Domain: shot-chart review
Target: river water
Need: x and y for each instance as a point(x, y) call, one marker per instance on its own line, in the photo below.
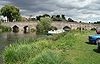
point(10, 37)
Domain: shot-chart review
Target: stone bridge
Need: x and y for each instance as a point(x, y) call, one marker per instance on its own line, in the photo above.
point(59, 25)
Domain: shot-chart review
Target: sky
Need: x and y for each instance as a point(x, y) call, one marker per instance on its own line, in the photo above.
point(79, 10)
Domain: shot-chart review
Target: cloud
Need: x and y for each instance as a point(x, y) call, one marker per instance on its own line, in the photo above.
point(84, 10)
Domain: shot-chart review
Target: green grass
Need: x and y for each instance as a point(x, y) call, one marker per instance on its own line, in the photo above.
point(5, 28)
point(67, 48)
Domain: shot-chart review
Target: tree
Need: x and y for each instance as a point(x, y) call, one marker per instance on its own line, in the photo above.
point(11, 12)
point(43, 26)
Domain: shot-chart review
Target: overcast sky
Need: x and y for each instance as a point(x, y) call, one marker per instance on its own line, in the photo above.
point(82, 10)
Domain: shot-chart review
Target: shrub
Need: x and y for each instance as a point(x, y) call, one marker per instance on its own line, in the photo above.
point(48, 57)
point(5, 29)
point(33, 30)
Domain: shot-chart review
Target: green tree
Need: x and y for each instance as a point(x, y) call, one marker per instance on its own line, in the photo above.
point(44, 25)
point(11, 12)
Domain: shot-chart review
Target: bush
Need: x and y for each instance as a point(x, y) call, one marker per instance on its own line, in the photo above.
point(48, 57)
point(5, 29)
point(33, 30)
point(44, 25)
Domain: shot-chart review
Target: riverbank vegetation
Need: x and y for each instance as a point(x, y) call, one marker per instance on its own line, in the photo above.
point(5, 29)
point(67, 48)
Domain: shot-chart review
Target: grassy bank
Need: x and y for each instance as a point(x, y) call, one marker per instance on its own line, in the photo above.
point(5, 29)
point(68, 48)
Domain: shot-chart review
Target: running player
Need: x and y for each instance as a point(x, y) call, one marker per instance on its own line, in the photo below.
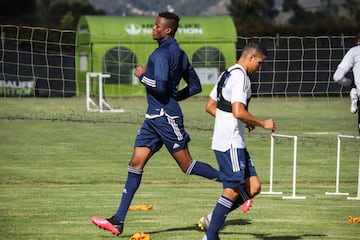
point(350, 61)
point(228, 103)
point(163, 124)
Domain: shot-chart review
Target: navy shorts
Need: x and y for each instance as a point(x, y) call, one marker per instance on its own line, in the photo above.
point(235, 166)
point(161, 130)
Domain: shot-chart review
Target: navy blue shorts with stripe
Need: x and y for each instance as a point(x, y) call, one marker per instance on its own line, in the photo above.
point(235, 166)
point(163, 130)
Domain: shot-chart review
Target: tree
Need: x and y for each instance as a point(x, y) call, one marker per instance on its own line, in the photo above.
point(250, 16)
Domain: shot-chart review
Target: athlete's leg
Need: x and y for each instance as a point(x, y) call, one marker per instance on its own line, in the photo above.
point(220, 212)
point(135, 169)
point(190, 166)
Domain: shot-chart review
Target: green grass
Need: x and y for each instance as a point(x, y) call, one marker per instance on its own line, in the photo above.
point(60, 166)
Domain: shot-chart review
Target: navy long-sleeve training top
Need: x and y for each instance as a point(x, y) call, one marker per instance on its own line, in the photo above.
point(166, 66)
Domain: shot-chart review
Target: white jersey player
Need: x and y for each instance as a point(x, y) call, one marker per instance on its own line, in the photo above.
point(351, 60)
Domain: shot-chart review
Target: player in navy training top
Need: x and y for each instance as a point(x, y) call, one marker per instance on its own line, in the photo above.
point(163, 124)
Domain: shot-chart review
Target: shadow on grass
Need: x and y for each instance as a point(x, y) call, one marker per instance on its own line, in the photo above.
point(243, 222)
point(286, 237)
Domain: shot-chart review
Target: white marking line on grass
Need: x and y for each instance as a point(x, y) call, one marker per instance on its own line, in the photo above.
point(320, 133)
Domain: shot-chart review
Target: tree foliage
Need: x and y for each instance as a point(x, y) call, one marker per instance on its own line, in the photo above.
point(256, 17)
point(52, 14)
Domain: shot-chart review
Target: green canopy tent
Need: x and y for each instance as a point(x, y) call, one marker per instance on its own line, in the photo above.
point(116, 45)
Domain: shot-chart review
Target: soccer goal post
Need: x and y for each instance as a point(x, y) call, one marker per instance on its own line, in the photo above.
point(95, 101)
point(272, 149)
point(338, 159)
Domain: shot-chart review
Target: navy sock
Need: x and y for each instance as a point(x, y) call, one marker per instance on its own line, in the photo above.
point(204, 170)
point(221, 210)
point(243, 196)
point(131, 185)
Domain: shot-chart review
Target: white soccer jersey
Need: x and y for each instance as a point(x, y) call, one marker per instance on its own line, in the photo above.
point(352, 60)
point(229, 131)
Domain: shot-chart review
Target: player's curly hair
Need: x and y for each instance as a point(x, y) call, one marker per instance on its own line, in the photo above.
point(173, 21)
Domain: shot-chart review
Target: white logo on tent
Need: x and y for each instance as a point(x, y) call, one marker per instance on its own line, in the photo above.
point(133, 28)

══════

EXERCISE GOAL:
Gather every line from the entries above that contains the string "player".

FINAL RESULT:
Target: running player
Target: white jersey player
Target: player in navy training top
Target: player's curly hair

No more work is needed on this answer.